[[ Selected extract, beginning ]]

Life in the womb may hold key to later infertility problems
by LOUISE GRAY
THE most common cause of infertility in young women is rooted in the way girls develop in the womb, new research suggested yesterday.
One in five women of reproductive age is thought to have symptoms of polycystic ovarian syndrome (PCOS), even though they may not be diagnosed. Celebrity sufferers include Victoria Beckham, Jools Oliver and Emma Thompson.
As well as finding it difficult to conceive, women with PCOS may have irregular periods, be obese and suffer from acne and excess body and facial hair.
Researchers, led by Dr Michael Davies, from the University of Adelaide in Australia, studied 544 women born between 1973 and 1975. “Symptoms of PCOS were fairly common,” he told the annual meeting of the European Society of Human Reproduction and Embryology in Copenhagen. One in five women had more hair than normal and a quarter reported more than four days menstrual irregularity. Five per cent of the women were diagnosed with PCOS.
The researchers compared the women’s medical histories with information about their births. Women without a PCOS diagnosis but with irregular periods were heavier at birth and had larger placentas. Their mothers also tended to be heavier in late pregnancy. In contrast, the birth weight of women with PCOS tended to be on average 196gm less than those without the condition, and they had smaller placentas.
“Our research suggests that, during pregnancy and birth, there are several factors working through different pathways that are implicated in the overlapping and varying symptoms of PCOS that emerge in the offspring’s later life,” said Dr Davies.
“One pathway may be mediated by high maternal weight in late pregnancy, which is linked to irregular periods in the daughter, and possibly obesity and weight-related reproduction problems,” he added.

[[ Selected extract, end ]]
[[ Extracted material, beginning ]]

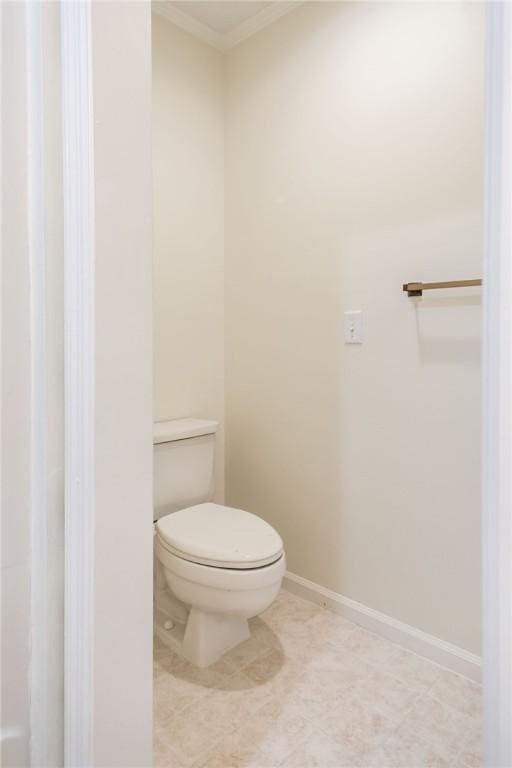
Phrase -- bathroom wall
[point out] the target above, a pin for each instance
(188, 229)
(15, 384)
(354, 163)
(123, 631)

[[ Extracted material, end ]]
[[ Extracted material, beginning ]]

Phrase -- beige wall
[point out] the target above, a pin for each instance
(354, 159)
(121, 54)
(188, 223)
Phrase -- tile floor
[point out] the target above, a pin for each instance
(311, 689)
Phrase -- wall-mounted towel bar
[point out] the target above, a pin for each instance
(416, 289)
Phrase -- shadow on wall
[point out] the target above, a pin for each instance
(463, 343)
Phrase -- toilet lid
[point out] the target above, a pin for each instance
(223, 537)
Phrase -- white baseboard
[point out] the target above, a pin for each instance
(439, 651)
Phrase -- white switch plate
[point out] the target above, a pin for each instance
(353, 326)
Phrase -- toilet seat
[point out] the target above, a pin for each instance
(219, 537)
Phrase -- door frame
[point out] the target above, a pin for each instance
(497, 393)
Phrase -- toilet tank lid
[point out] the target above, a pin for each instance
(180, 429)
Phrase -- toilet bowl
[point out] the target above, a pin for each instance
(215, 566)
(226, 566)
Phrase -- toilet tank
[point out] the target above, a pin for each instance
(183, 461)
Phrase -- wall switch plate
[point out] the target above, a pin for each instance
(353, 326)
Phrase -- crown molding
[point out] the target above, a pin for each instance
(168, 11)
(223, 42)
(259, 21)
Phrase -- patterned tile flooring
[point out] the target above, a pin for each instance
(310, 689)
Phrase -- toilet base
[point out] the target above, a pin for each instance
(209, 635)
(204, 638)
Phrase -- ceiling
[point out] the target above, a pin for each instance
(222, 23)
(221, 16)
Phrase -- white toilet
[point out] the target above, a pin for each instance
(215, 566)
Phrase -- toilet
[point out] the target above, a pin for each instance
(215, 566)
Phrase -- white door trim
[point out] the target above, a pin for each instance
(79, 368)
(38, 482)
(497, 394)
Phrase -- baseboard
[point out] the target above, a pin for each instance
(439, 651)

[[ Extracted material, end ]]
[[ Extracted material, beginning ]]

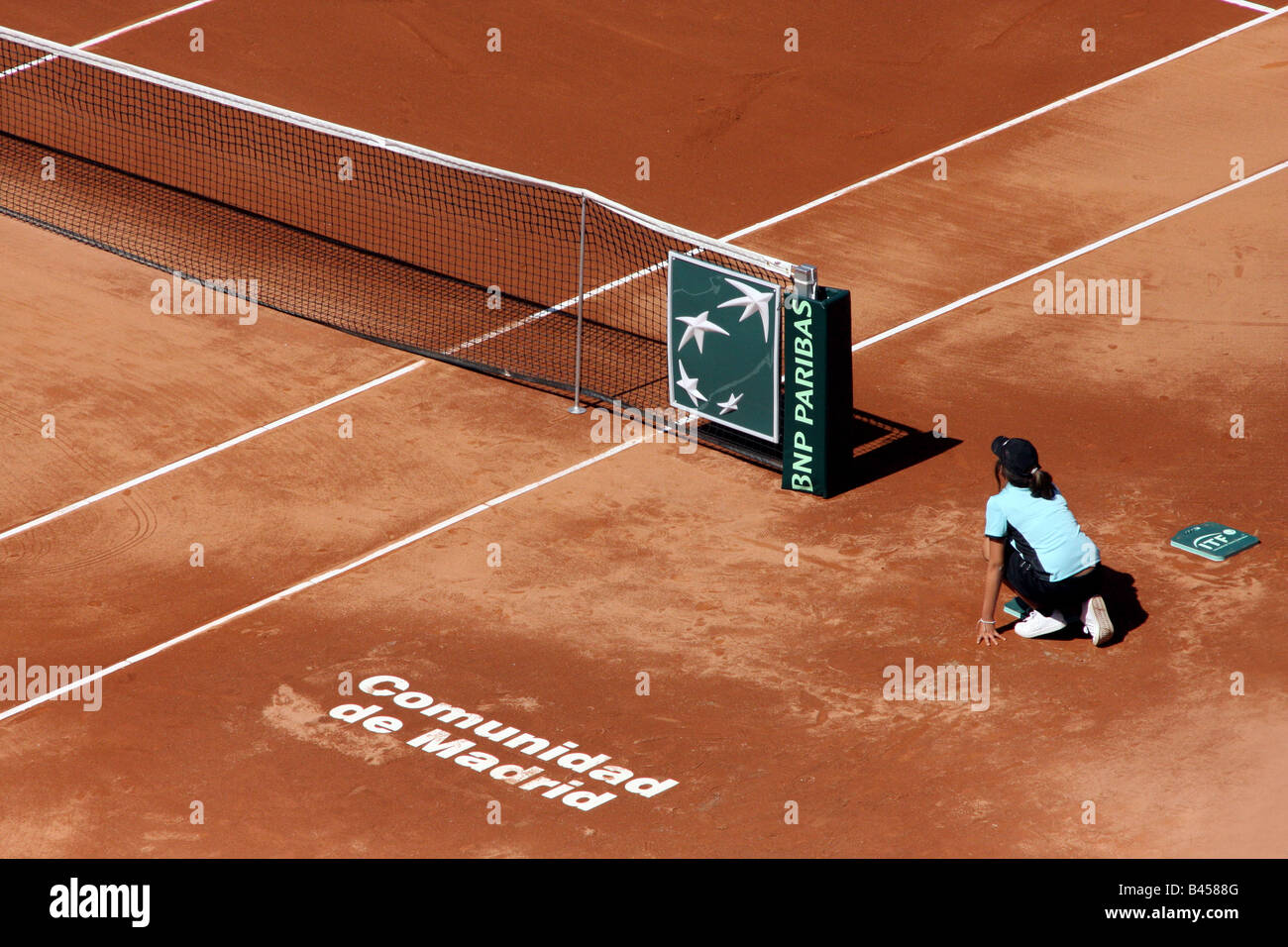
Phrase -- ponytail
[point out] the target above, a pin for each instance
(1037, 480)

[[ Extracted material, end ]]

> _What to do_: Carry the news report on life in the womb and polycystic ovarian syndrome forward from its last sentence, adding a few paragraphs in the same style.

> _Output_:
“A second pathway may involve reduced placental and foetal growth, which is linked to the more severe symptoms of PCOS in the daughter, usually resulting in an early clinical diagnosis of the syndrome.
“A foetus that has been affected by restricted growth is more likely to have problems with insulin metabolism in later life due to an underlying metabolic problem. In women, this problem appears to be associated with PCOS and is most evident where there is a constellation of symptoms of increasing severity.”
Dr Davies said events that occurred not only to the mother, but possibly also the grandmother may have a bearing on the development of a foetus. Ms Beckham, 30, blamed PCOS for problems conceiving before she had Brooklyn, six. But her condition does not seem to have affected her getting pregnant since. Her second child, Romeo, is two and she had son Cruz in March.
Ms Oliver, 28, the wife of the TV chef Jamie Oliver, took a fertility drug because of PCOS before conceiving Poppy, two, but did not need help with Daisy, her second daughter.
Ms Thompson, 45, has a five-year-old daughter, Gaia. She needed IVF because of PCOS and conceived on the first attempt, but subsequent attempts have failed.
Sam MacCuish, chairwoman of a Glasgow-based support group for couples having trouble conceiving, said the earlier women can find out about possible problems such as PCOS the better. She said: “There are a number of women in the support group I run who have spent the last ten years trying not to get pregnant, then they discover in their early or mid-thirties that they have these problems, which puts them in a much lower success rate for IVF.”
Women can reduce the severity of PCOS through diet and avoiding certain oral contraceptives. They can also improve their chances of successful IVF by beginning treatment at an earlier age.
Mrs MacCuish had PCOS herself, but because she knew from the age of 22 she would have trouble conceiving she started IVF much earlier than most.
She now has two children, which is unusual for those who conceive via IVF, because she and her husband were young. She added: “If the research enables women to know they have a problem at an early age, it is definitely worthwhile.”